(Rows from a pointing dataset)
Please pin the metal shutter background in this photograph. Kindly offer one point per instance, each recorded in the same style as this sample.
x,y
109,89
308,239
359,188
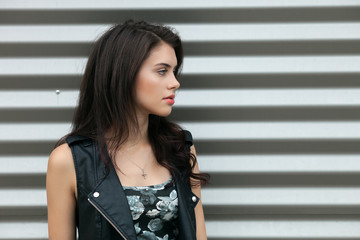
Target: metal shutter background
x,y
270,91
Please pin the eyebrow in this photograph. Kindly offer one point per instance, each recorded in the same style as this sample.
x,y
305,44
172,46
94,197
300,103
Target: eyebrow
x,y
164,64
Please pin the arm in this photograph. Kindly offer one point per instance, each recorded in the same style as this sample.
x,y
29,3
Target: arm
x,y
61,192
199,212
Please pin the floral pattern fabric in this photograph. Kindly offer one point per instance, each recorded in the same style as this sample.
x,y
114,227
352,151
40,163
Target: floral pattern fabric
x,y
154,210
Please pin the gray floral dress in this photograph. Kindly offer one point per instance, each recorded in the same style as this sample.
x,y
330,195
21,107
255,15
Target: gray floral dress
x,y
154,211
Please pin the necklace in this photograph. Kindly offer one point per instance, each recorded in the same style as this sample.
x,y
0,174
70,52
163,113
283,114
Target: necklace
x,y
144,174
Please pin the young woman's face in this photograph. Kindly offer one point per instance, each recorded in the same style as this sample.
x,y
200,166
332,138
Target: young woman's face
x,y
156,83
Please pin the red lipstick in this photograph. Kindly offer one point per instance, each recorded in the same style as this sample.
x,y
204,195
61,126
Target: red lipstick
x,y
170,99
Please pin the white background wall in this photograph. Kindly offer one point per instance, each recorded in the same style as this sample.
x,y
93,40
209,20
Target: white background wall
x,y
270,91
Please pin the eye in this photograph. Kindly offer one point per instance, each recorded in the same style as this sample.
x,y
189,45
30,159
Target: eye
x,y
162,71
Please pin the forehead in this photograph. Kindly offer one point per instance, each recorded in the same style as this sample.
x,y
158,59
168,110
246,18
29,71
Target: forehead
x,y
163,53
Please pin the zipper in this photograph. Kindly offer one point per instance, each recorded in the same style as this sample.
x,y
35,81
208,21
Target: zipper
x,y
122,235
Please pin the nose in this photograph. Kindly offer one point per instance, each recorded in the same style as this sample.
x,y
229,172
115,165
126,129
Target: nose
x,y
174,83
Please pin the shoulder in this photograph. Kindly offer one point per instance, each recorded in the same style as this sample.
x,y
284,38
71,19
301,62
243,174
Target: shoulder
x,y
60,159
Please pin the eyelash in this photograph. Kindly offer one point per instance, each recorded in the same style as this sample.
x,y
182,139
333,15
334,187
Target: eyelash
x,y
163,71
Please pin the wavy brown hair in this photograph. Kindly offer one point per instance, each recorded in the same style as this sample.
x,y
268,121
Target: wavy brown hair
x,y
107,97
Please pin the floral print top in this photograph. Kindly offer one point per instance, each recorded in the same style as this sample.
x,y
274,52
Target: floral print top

WHAT IS ASKED: Copy all of the rows above word for word, but leave out the picture.

FINISHED ANSWER:
Please pin the metal shutter background in this photograph. Kindly offer one point per instance, each recorded in the same style as this sample.
x,y
109,89
308,239
359,188
Target: metal shutter background
x,y
270,91
Please pin the eyebrow in this photograph. Kindly offer one point per instance, each recorded in the same style as this sample.
x,y
305,44
172,46
94,197
300,103
Target: eyebrow
x,y
164,64
Please pin the arm in this photograph. Kindly offer one point per instance, each recorded in the same style as this sample.
x,y
29,3
Target: arm
x,y
61,192
199,212
Please pin the floral pattern fabric in this photograph. Kindly offer one point per instance, each recorded in the same style as this sample.
x,y
114,227
352,151
40,163
Target: floral pattern fabric
x,y
154,210
Please pin the gray floral dress in this photograph. Kindly offer one point per instance, each recorded in the same style as this sample.
x,y
330,195
21,107
255,15
Target: gray floral dress
x,y
154,211
Please pin the necklace in this photograph. Kindly offer one point per instance, each recorded in the same style as this sample.
x,y
0,174
70,52
163,113
283,114
Target: necklace
x,y
144,174
Please pin the young woman's face in this photograph. Kindly offer one point per instance, each recorded in the same style as this sample.
x,y
200,166
332,138
Target: young woman's face
x,y
156,83
Please pin the red lipstick in this photograph. Kindly offer one point per instance, each recorded in the same style as this sample.
x,y
204,195
61,126
Target: red lipstick
x,y
170,99
Please pin the white background wall in this photograph. Kindly offer one point per instance, each recorded in the same style as this sample.
x,y
93,40
209,20
Target: white background wall
x,y
270,91
Please pin the eye in this photograph. Kindly offer one point per instance, each recorded in the same style as this sample.
x,y
189,45
30,159
Target: eye
x,y
162,71
Please pin the forehead in this photograph. Kindly offer one point per instance, each recorded in the same style as this sample.
x,y
158,59
168,110
246,18
29,71
Target: forehead
x,y
163,53
Please pin the zipper in this photograph. Kindly offer one point per instance, each recorded in the same style as this sample.
x,y
35,81
208,21
Target: zipper
x,y
122,235
Please pin the nose in this photograph. Kindly offer one point per instance, each recorded in the same style as this sample.
x,y
229,172
115,165
126,129
Target: nose
x,y
174,83
Please pin the shoulder in this photograph. Kindly offer one point per instance, each recorded in the same style as this sample.
x,y
284,38
71,19
301,62
243,174
Target: shoulder
x,y
60,159
Please pin the eyelash in this photograph. Kindly offer one point per instance, each recorded in the same style as this sample.
x,y
182,139
333,15
334,187
Target: eyelash
x,y
163,71
Please pin the wavy brown hair in this photograph. Kindly offer one point per instance, each recorded in the same style as this sample.
x,y
268,121
Target: wavy brown hair
x,y
107,97
Please pin the floral print top in this photograph. Kindly offer one point per instance, each recorded in the same style as this sample.
x,y
274,52
Target: floral print top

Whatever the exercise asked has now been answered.